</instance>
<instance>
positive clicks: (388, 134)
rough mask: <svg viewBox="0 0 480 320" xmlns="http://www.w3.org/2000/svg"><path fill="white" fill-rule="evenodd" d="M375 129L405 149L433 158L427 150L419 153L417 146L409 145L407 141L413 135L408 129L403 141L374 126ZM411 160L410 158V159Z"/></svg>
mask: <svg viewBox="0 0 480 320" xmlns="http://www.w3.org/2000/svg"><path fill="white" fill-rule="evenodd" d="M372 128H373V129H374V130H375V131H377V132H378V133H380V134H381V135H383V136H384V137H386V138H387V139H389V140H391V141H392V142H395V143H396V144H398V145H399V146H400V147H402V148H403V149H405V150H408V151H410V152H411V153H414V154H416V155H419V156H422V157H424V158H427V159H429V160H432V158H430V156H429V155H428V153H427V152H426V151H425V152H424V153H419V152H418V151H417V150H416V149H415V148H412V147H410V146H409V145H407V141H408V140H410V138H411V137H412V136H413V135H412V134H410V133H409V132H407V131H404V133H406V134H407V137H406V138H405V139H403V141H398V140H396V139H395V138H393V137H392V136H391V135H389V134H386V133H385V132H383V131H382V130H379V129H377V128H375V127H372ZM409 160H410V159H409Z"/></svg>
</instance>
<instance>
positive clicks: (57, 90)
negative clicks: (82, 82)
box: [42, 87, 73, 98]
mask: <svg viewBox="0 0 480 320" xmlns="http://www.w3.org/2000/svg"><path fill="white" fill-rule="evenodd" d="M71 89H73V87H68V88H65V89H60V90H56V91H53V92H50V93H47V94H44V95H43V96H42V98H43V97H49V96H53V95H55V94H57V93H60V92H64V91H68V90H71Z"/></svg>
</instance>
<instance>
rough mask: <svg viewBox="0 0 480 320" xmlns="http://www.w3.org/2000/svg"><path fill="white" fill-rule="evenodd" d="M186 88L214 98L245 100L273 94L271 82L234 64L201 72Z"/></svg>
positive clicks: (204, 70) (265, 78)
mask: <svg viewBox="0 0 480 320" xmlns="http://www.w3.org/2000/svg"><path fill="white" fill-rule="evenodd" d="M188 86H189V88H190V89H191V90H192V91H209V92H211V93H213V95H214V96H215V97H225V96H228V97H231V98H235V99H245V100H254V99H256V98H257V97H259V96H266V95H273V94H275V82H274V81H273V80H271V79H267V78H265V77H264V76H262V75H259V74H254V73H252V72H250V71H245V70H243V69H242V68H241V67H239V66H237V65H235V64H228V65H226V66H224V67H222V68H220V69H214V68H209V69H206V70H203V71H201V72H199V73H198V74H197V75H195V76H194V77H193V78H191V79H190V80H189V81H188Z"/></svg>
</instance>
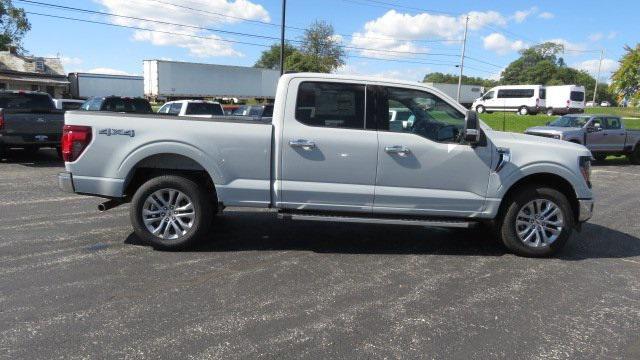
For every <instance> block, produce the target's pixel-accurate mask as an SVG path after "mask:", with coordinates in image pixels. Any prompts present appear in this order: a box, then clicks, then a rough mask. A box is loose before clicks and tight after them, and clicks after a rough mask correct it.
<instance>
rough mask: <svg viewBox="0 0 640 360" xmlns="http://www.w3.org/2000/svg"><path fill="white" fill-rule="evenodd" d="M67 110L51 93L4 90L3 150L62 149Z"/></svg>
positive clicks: (3, 101)
mask: <svg viewBox="0 0 640 360" xmlns="http://www.w3.org/2000/svg"><path fill="white" fill-rule="evenodd" d="M63 125H64V113H63V111H61V110H58V109H56V108H55V106H54V104H53V100H52V99H51V96H49V94H47V93H40V92H31V91H0V153H4V152H6V151H7V150H8V149H9V148H22V149H25V150H28V151H37V150H38V149H40V148H42V147H50V148H60V138H61V136H62V127H63Z"/></svg>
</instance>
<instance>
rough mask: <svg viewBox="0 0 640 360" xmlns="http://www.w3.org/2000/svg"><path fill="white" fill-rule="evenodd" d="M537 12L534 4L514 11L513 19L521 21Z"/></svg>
mask: <svg viewBox="0 0 640 360" xmlns="http://www.w3.org/2000/svg"><path fill="white" fill-rule="evenodd" d="M537 12H538V7H537V6H534V7H532V8H530V9H528V10H520V11H516V12H515V14H513V19H514V20H515V21H516V22H517V23H522V22H524V21H525V20H527V18H528V17H529V16H531V15H533V14H535V13H537Z"/></svg>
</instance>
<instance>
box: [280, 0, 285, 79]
mask: <svg viewBox="0 0 640 360" xmlns="http://www.w3.org/2000/svg"><path fill="white" fill-rule="evenodd" d="M286 14H287V0H282V24H281V27H280V75H282V74H284V24H285V16H286Z"/></svg>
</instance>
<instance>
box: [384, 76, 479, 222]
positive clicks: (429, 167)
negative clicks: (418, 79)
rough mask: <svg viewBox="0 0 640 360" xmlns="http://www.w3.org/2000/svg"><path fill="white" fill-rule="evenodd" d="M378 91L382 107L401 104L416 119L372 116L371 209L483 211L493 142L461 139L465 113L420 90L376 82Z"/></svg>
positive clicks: (419, 214)
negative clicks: (374, 194) (371, 200)
mask: <svg viewBox="0 0 640 360" xmlns="http://www.w3.org/2000/svg"><path fill="white" fill-rule="evenodd" d="M379 94H380V95H379V96H380V101H378V103H380V104H382V106H383V107H386V106H389V107H394V108H400V107H403V108H405V109H406V110H407V111H411V113H412V114H413V116H414V117H415V120H414V122H413V123H412V124H411V126H410V127H407V128H403V127H393V126H390V125H389V124H388V122H384V117H383V116H380V115H378V116H377V117H376V118H377V119H378V120H379V123H378V124H379V125H378V126H379V128H380V131H379V133H378V134H379V135H378V136H379V146H378V173H377V177H376V194H375V200H374V212H377V213H401V214H408V215H435V216H470V215H473V214H475V213H478V212H480V211H482V210H483V209H484V204H485V198H486V191H487V184H488V180H489V173H490V169H491V161H492V159H491V158H492V145H491V144H487V145H484V146H477V147H471V146H470V145H466V144H461V143H460V141H459V136H460V134H461V131H462V129H463V127H464V117H465V114H464V113H463V112H462V111H460V110H459V109H458V108H456V107H455V106H453V105H452V104H450V103H448V102H447V101H445V100H443V99H441V98H439V97H438V96H436V95H434V94H431V93H428V92H425V91H422V90H417V89H407V88H396V87H393V88H392V87H381V88H380V91H379ZM376 113H377V114H384V113H385V109H384V108H383V109H378V110H377V111H376ZM380 120H382V121H380Z"/></svg>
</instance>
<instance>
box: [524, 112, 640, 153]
mask: <svg viewBox="0 0 640 360" xmlns="http://www.w3.org/2000/svg"><path fill="white" fill-rule="evenodd" d="M525 134H529V135H536V136H543V137H551V138H554V139H560V140H565V141H570V142H573V143H576V144H581V145H584V146H586V147H587V148H588V149H589V150H591V152H592V153H593V157H594V158H595V159H596V160H599V161H602V160H604V159H605V158H606V157H607V156H609V155H626V156H627V157H628V158H629V160H630V161H631V163H633V164H640V130H626V129H625V128H624V123H623V122H622V119H620V117H618V116H613V115H565V116H562V117H560V118H558V119H556V120H555V121H553V122H550V123H548V124H547V126H536V127H532V128H529V129H527V130H526V131H525Z"/></svg>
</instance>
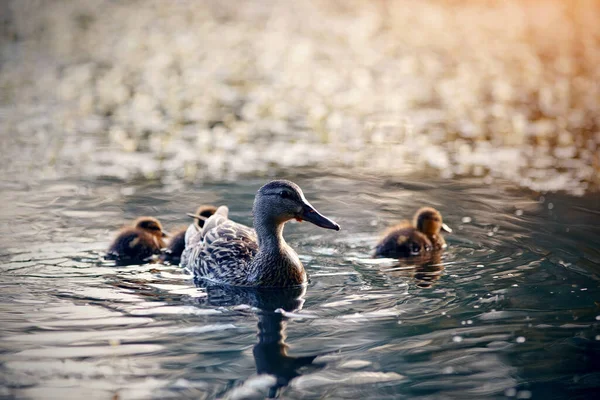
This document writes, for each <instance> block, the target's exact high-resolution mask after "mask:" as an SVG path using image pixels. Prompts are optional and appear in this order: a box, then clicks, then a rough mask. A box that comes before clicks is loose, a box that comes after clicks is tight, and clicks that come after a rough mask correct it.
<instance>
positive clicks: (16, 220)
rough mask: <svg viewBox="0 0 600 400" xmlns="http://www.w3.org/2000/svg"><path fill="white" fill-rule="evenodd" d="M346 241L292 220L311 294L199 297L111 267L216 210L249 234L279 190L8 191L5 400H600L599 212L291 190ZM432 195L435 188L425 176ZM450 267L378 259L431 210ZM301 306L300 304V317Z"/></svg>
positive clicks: (210, 185)
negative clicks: (133, 249) (581, 399)
mask: <svg viewBox="0 0 600 400" xmlns="http://www.w3.org/2000/svg"><path fill="white" fill-rule="evenodd" d="M294 180H295V181H296V182H297V183H299V184H300V185H301V187H302V188H303V190H304V192H305V194H306V197H307V198H308V200H309V201H310V202H311V203H312V204H313V205H315V206H316V207H317V208H318V209H319V210H320V211H321V212H323V213H324V214H325V215H328V216H330V217H332V218H333V219H335V220H336V221H337V222H338V223H339V224H340V225H341V226H342V229H343V230H342V231H340V232H333V231H327V230H322V229H319V228H316V227H314V226H313V225H310V224H307V223H303V224H298V223H290V224H288V225H287V226H286V230H285V236H286V239H287V241H288V243H289V244H290V245H292V247H294V248H295V249H296V250H297V252H298V254H299V255H300V257H301V259H302V261H303V262H304V264H305V267H306V269H307V271H308V273H309V275H310V284H309V285H308V287H307V288H306V291H305V293H301V292H292V293H286V292H285V291H282V292H278V293H275V294H273V293H245V292H231V291H228V290H223V289H219V288H197V287H195V286H194V284H193V282H192V280H191V279H190V277H189V276H188V275H186V274H184V273H183V272H182V271H181V270H180V269H179V268H178V267H177V266H166V265H160V264H148V265H141V266H127V267H115V266H113V265H111V264H110V263H106V262H103V261H102V259H101V253H102V251H103V250H104V249H105V248H106V247H107V246H108V243H109V241H110V240H111V237H112V236H111V235H112V234H113V233H114V231H115V230H116V229H118V227H120V226H121V225H123V224H124V223H125V222H126V221H128V220H131V219H133V218H134V217H136V216H140V215H154V216H157V217H158V218H160V219H161V221H163V223H164V225H166V226H167V227H168V228H174V227H177V226H180V225H186V224H187V223H188V222H189V221H188V220H187V219H186V217H185V213H186V212H191V211H193V210H194V209H195V208H196V206H197V205H199V204H203V203H213V204H227V205H228V206H229V207H230V210H231V213H230V216H231V218H232V219H234V220H236V221H239V222H242V223H247V224H250V223H251V214H250V210H251V206H252V200H253V197H254V193H255V191H256V190H257V189H258V187H260V186H261V184H263V183H264V182H265V180H249V181H245V182H241V183H236V184H220V185H216V184H215V185H205V186H193V185H191V186H168V185H167V186H166V185H161V184H158V183H156V184H152V183H147V182H145V183H144V182H140V183H123V182H117V181H101V180H100V181H98V180H94V181H89V182H88V181H81V180H78V181H71V182H69V181H64V180H63V181H60V182H48V181H46V182H38V183H28V184H22V183H12V184H11V183H4V184H3V188H2V193H1V200H2V203H3V208H2V212H1V224H2V225H1V226H0V232H1V233H2V242H1V244H0V257H1V258H0V262H1V265H0V270H1V274H0V286H1V289H0V321H1V323H0V398H40V399H41V398H44V399H46V398H84V397H85V398H86V399H95V398H99V399H107V398H108V399H110V398H118V399H146V398H161V399H162V398H194V399H198V398H201V399H202V398H234V399H240V398H264V397H266V396H280V397H282V398H290V399H294V398H332V399H334V398H335V399H338V398H349V399H355V398H379V399H385V398H390V399H392V398H394V399H396V398H423V399H425V398H434V399H442V398H443V399H446V398H460V399H465V398H475V399H480V398H517V399H527V398H540V399H541V398H544V399H567V398H568V399H584V398H591V397H593V394H594V393H597V392H598V390H600V329H599V325H600V288H599V282H600V229H599V226H600V200H599V196H598V195H593V194H590V195H587V196H585V197H582V198H575V197H570V196H567V195H561V194H545V195H541V194H539V193H533V192H529V191H521V190H517V189H514V188H512V187H510V186H506V187H505V186H502V185H494V186H481V185H480V184H475V183H470V182H469V181H467V180H463V181H430V180H426V179H414V180H411V181H402V180H398V181H387V180H373V179H370V180H358V179H347V178H344V177H330V178H310V177H304V178H298V179H294ZM423 182H427V183H423ZM422 205H430V206H434V207H436V208H438V209H439V210H440V211H441V212H442V213H443V215H444V219H445V222H447V223H448V224H449V225H450V226H451V227H453V228H454V233H453V234H452V235H448V236H447V241H448V244H449V247H448V249H447V250H446V251H445V252H444V254H443V255H442V256H441V258H440V259H437V260H430V261H429V262H424V263H421V264H419V263H418V262H412V263H407V262H397V261H393V260H372V259H370V257H369V254H370V252H371V249H372V246H373V245H374V243H375V242H376V240H377V238H378V235H379V233H380V232H381V231H382V230H384V229H385V227H386V226H388V225H390V224H392V223H394V222H397V221H399V220H402V219H405V218H410V217H411V216H412V214H413V213H414V211H415V210H416V209H417V208H418V207H420V206H422ZM286 310H287V311H286Z"/></svg>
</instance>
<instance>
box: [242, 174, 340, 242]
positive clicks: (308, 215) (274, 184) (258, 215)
mask: <svg viewBox="0 0 600 400" xmlns="http://www.w3.org/2000/svg"><path fill="white" fill-rule="evenodd" d="M252 213H253V214H254V220H255V225H258V224H260V223H263V224H264V223H267V224H273V225H281V224H283V223H285V222H286V221H289V220H291V219H296V220H298V221H308V222H311V223H313V224H315V225H317V226H320V227H321V228H325V229H334V230H336V231H339V230H340V226H339V225H338V224H336V223H335V222H334V221H332V220H330V219H329V218H327V217H325V216H324V215H322V214H320V213H319V212H318V211H317V210H315V208H314V207H313V206H312V205H311V204H310V203H309V202H308V200H306V198H305V197H304V193H302V189H300V187H299V186H298V185H296V184H295V183H294V182H290V181H286V180H276V181H271V182H269V183H267V184H266V185H264V186H263V187H261V188H260V189H259V190H258V192H257V193H256V197H255V198H254V206H253V208H252Z"/></svg>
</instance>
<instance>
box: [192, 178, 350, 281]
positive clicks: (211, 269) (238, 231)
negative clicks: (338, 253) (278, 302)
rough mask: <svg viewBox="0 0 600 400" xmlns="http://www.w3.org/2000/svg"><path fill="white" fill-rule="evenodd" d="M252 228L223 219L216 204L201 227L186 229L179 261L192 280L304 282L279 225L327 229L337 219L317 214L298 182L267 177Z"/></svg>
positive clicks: (259, 192) (256, 210)
mask: <svg viewBox="0 0 600 400" xmlns="http://www.w3.org/2000/svg"><path fill="white" fill-rule="evenodd" d="M252 211H253V214H254V227H255V230H254V229H251V228H249V227H247V226H245V225H242V224H238V223H236V222H233V221H231V220H230V219H228V218H227V214H228V209H227V207H225V206H222V207H219V209H218V210H217V212H216V213H215V214H214V215H213V216H212V217H210V218H209V219H208V220H207V221H206V223H205V225H204V228H203V229H201V230H199V229H198V228H197V227H196V226H195V225H191V226H190V227H189V228H188V231H187V233H186V244H185V247H186V248H185V251H184V252H183V255H182V257H181V265H182V266H183V267H186V268H188V269H190V270H192V271H193V273H194V276H195V278H196V279H204V280H207V281H211V282H216V283H221V284H227V285H233V286H253V287H290V286H295V285H301V284H304V283H306V272H305V271H304V267H303V266H302V263H301V262H300V259H298V256H297V254H296V252H295V251H294V250H293V249H292V248H291V247H290V246H288V244H287V243H286V242H285V240H284V239H283V226H284V225H285V223H286V222H287V221H289V220H291V219H297V220H298V221H303V220H304V221H308V222H311V223H313V224H315V225H317V226H320V227H322V228H326V229H335V230H339V229H340V227H339V225H338V224H336V223H335V222H333V221H332V220H330V219H329V218H326V217H325V216H323V215H321V214H320V213H318V212H317V211H316V210H315V209H314V207H313V206H311V205H310V203H309V202H308V201H307V200H306V198H305V197H304V194H303V193H302V190H301V189H300V187H299V186H298V185H296V184H295V183H293V182H290V181H284V180H278V181H272V182H269V183H267V184H266V185H264V186H263V187H261V188H260V189H259V190H258V192H257V193H256V197H255V199H254V206H253V209H252Z"/></svg>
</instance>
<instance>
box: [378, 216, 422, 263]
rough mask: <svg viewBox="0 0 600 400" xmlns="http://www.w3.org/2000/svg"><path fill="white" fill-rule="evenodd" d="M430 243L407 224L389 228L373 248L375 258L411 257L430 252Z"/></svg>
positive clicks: (408, 224)
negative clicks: (391, 227)
mask: <svg viewBox="0 0 600 400" xmlns="http://www.w3.org/2000/svg"><path fill="white" fill-rule="evenodd" d="M431 248H432V246H431V241H430V240H429V239H428V238H427V236H425V235H424V234H422V233H421V232H419V231H417V230H416V229H415V228H414V227H413V226H412V225H411V224H410V223H409V222H403V223H401V224H398V225H396V226H394V227H392V228H390V229H389V230H388V231H387V232H386V233H385V235H384V237H383V239H382V240H381V241H379V243H378V244H377V247H376V248H375V257H390V258H398V257H412V256H417V255H420V254H423V253H425V252H427V251H430V250H431Z"/></svg>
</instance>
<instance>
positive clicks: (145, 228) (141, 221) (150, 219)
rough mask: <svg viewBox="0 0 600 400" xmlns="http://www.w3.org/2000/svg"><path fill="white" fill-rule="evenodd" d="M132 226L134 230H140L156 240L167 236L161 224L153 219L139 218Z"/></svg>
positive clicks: (140, 217)
mask: <svg viewBox="0 0 600 400" xmlns="http://www.w3.org/2000/svg"><path fill="white" fill-rule="evenodd" d="M133 226H134V227H135V228H136V229H141V230H143V231H145V232H148V233H149V234H151V235H152V236H156V237H157V238H163V237H167V236H169V234H168V233H167V232H166V231H165V230H164V229H163V227H162V225H161V223H160V222H159V221H158V220H157V219H156V218H154V217H140V218H138V219H136V220H135V221H134V223H133Z"/></svg>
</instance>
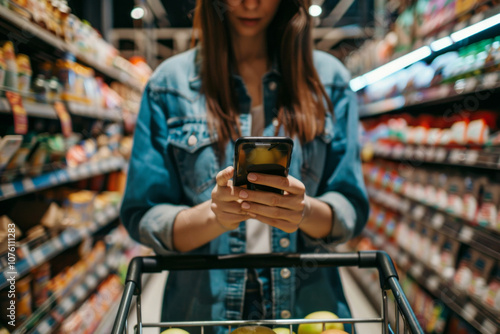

> Aim of the task:
A single figure is the whole answer: the number of lines in the material above where the string "block" occurs.

> Result:
2